▶ [PROBLEM STATEMENT]: How many lines in the stored records below contain the string "clicks"? Case counts. Give only the number.

Stored records

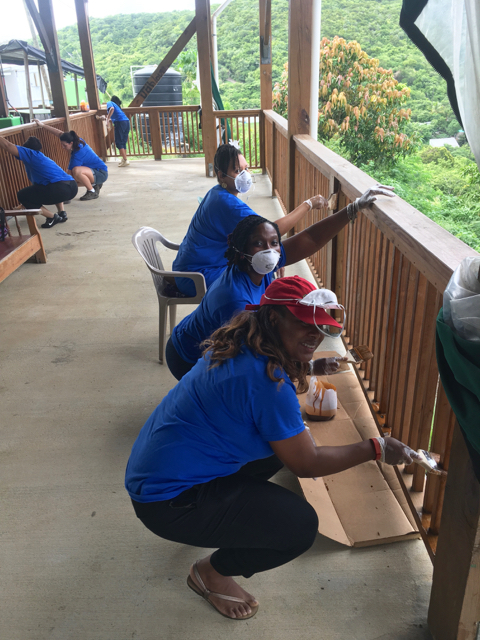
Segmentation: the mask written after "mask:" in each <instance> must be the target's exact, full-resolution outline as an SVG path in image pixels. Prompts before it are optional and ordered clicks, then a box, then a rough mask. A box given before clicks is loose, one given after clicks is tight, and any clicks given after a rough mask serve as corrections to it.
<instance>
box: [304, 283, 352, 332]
mask: <svg viewBox="0 0 480 640" xmlns="http://www.w3.org/2000/svg"><path fill="white" fill-rule="evenodd" d="M299 304H303V305H306V306H308V307H313V322H314V323H315V326H316V327H317V329H318V330H319V331H320V333H323V335H325V336H327V337H334V338H338V337H340V336H341V334H342V331H343V327H344V326H345V318H346V314H345V308H344V307H343V306H342V305H341V304H338V300H337V296H336V295H335V294H334V293H333V292H332V291H329V290H328V289H316V290H315V291H311V292H310V293H308V294H307V295H306V296H305V297H304V298H302V299H301V300H299ZM317 307H318V308H320V309H323V310H324V311H327V310H328V309H338V310H340V311H342V319H341V321H340V322H339V324H341V325H342V328H341V329H339V328H337V327H334V326H332V325H322V326H318V324H317V321H316V319H315V310H316V309H317Z"/></svg>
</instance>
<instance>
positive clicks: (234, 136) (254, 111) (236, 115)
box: [215, 109, 265, 169]
mask: <svg viewBox="0 0 480 640" xmlns="http://www.w3.org/2000/svg"><path fill="white" fill-rule="evenodd" d="M215 126H216V131H217V143H218V144H221V143H223V144H227V143H228V141H229V140H237V141H238V143H239V145H240V149H241V150H242V153H243V155H244V157H245V159H246V161H247V164H248V166H249V168H250V169H263V167H264V166H265V163H264V160H263V149H264V144H263V131H264V127H263V112H262V111H261V110H260V109H246V110H244V111H215Z"/></svg>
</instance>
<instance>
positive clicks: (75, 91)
mask: <svg viewBox="0 0 480 640" xmlns="http://www.w3.org/2000/svg"><path fill="white" fill-rule="evenodd" d="M73 77H74V78H75V96H76V97H77V109H80V95H79V93H78V76H77V74H76V73H74V74H73ZM89 104H90V103H89Z"/></svg>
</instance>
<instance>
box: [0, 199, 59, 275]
mask: <svg viewBox="0 0 480 640" xmlns="http://www.w3.org/2000/svg"><path fill="white" fill-rule="evenodd" d="M39 213H40V211H39V210H38V209H25V210H23V211H22V210H20V211H17V210H13V211H5V215H6V216H13V217H14V218H15V225H16V228H17V231H18V236H12V235H11V229H10V226H11V225H7V229H8V236H7V237H6V238H5V239H4V240H3V241H2V240H1V239H0V282H3V280H5V278H7V277H8V276H9V275H10V274H11V273H13V272H14V271H15V269H17V268H18V267H19V266H20V265H22V264H23V263H24V262H26V261H27V260H28V259H29V258H32V257H34V258H35V261H36V262H42V263H45V262H46V261H47V256H46V253H45V248H44V246H43V242H42V236H41V235H40V231H39V230H38V227H37V223H36V221H35V216H36V215H37V214H39ZM20 216H25V217H26V219H27V223H28V229H29V231H30V235H24V234H23V233H22V230H21V228H20V225H19V224H18V220H17V218H18V217H20Z"/></svg>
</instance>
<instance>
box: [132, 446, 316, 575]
mask: <svg viewBox="0 0 480 640" xmlns="http://www.w3.org/2000/svg"><path fill="white" fill-rule="evenodd" d="M282 466H283V465H282V463H281V462H280V461H279V459H278V458H277V457H276V456H272V457H271V458H266V459H264V460H258V461H255V462H251V463H249V464H247V465H245V466H244V467H242V469H240V471H238V472H237V473H235V474H233V475H231V476H227V477H225V478H216V479H215V480H211V481H210V482H206V483H205V484H200V485H196V486H195V487H192V488H191V489H187V490H186V491H184V492H183V493H181V494H180V495H179V496H177V497H176V498H174V499H173V500H165V501H163V502H150V503H146V504H143V503H139V502H135V501H133V500H132V502H133V506H134V509H135V512H136V514H137V517H138V518H140V520H141V521H142V522H143V524H144V525H145V526H146V527H147V529H150V531H152V532H153V533H155V534H156V535H157V536H160V537H161V538H165V539H166V540H173V541H174V542H180V543H182V544H189V545H192V546H195V547H207V548H212V547H218V550H217V551H215V552H214V553H213V555H212V557H211V560H210V561H211V564H212V566H213V568H214V569H215V570H216V571H218V573H220V574H221V575H223V576H239V575H242V576H244V577H245V578H250V577H251V576H252V575H253V574H254V573H258V572H260V571H267V570H268V569H273V568H274V567H279V566H280V565H282V564H285V563H286V562H289V561H290V560H293V559H294V558H296V557H298V556H299V555H301V554H302V553H304V552H305V551H307V549H309V548H310V547H311V546H312V544H313V542H314V540H315V535H316V532H317V530H318V519H317V514H316V513H315V511H314V509H313V508H312V507H311V506H310V505H309V504H308V502H307V501H306V500H304V499H303V498H301V497H299V496H297V495H295V494H294V493H292V492H291V491H288V490H287V489H284V488H283V487H280V486H278V485H276V484H274V483H272V482H268V478H270V477H271V476H273V475H274V474H275V473H276V472H277V471H278V470H279V469H281V468H282Z"/></svg>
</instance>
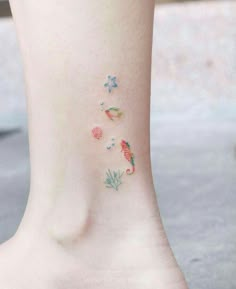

▶ [TASK ANSWER]: 3